Exercise directions: Write out the rows word for word, from the very first line through the line containing "x=836, y=563", with both ends included, and leave the pictures out of your answer.

Data entries:
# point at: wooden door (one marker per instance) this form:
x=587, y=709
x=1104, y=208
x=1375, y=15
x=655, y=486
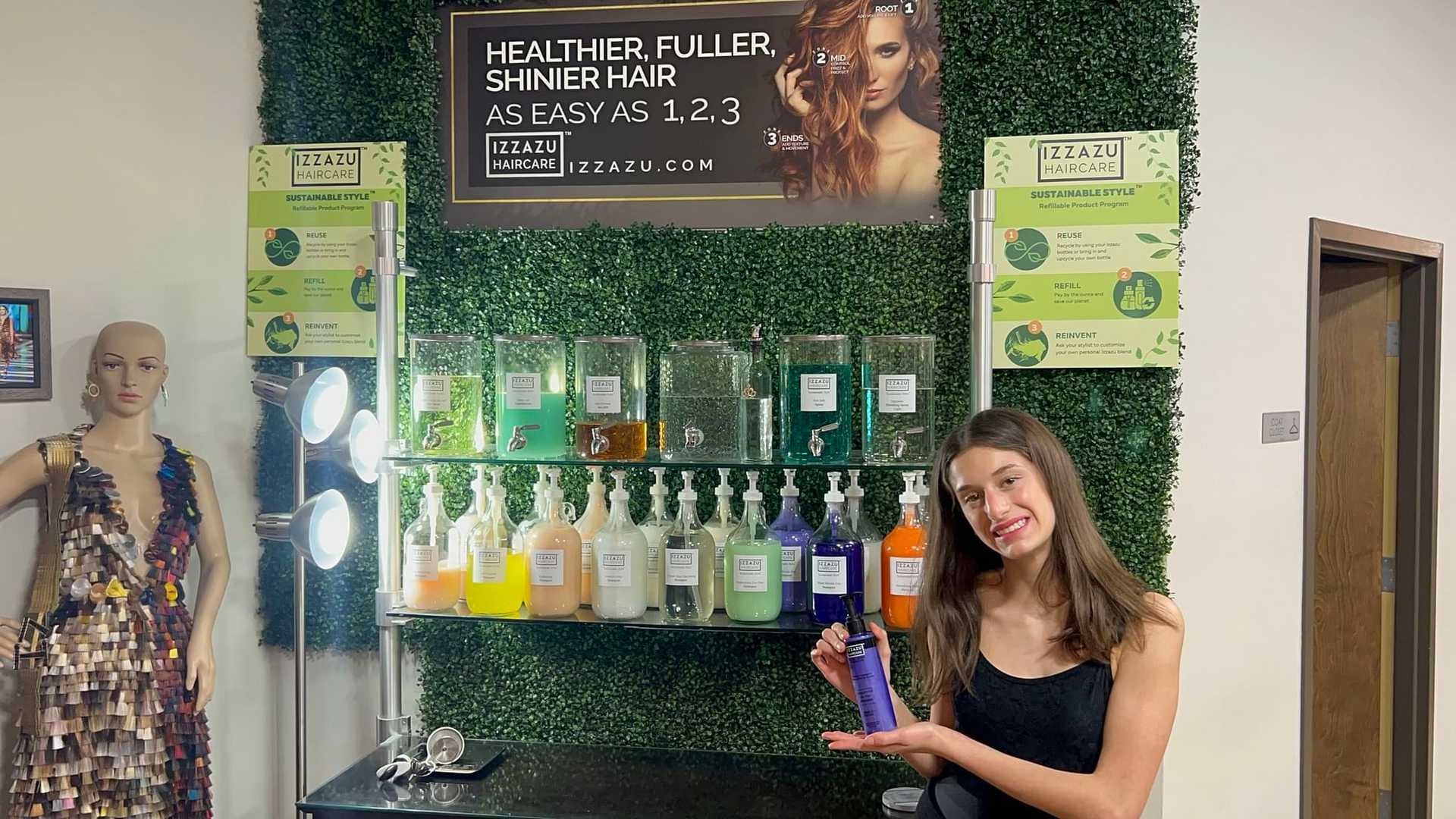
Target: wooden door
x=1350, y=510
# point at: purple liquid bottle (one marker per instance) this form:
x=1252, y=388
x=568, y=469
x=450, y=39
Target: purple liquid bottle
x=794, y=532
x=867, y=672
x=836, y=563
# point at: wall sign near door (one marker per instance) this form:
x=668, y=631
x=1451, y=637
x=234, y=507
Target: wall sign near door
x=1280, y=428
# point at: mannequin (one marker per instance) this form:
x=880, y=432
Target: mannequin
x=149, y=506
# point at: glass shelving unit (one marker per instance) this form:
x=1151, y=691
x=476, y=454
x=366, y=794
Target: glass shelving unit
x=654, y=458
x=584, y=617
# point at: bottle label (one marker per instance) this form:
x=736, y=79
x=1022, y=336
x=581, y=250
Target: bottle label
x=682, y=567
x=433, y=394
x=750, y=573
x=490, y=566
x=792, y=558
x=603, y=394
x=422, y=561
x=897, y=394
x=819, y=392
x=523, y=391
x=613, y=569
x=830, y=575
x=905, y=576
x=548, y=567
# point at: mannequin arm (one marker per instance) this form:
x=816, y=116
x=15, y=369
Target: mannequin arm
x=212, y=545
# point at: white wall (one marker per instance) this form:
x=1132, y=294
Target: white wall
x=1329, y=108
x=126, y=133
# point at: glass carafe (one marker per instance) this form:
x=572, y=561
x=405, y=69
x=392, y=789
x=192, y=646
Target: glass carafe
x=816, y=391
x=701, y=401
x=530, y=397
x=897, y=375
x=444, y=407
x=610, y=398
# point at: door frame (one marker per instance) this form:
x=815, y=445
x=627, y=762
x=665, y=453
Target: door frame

Task response:
# point at: wooden door (one marker per instance) this form:
x=587, y=709
x=1104, y=208
x=1375, y=15
x=655, y=486
Target: wooden door
x=1350, y=510
# point at: purple liquid bottle (one marker per instance) this form:
x=1252, y=388
x=568, y=469
x=450, y=39
Target: purple liquid bottle
x=794, y=532
x=867, y=672
x=836, y=563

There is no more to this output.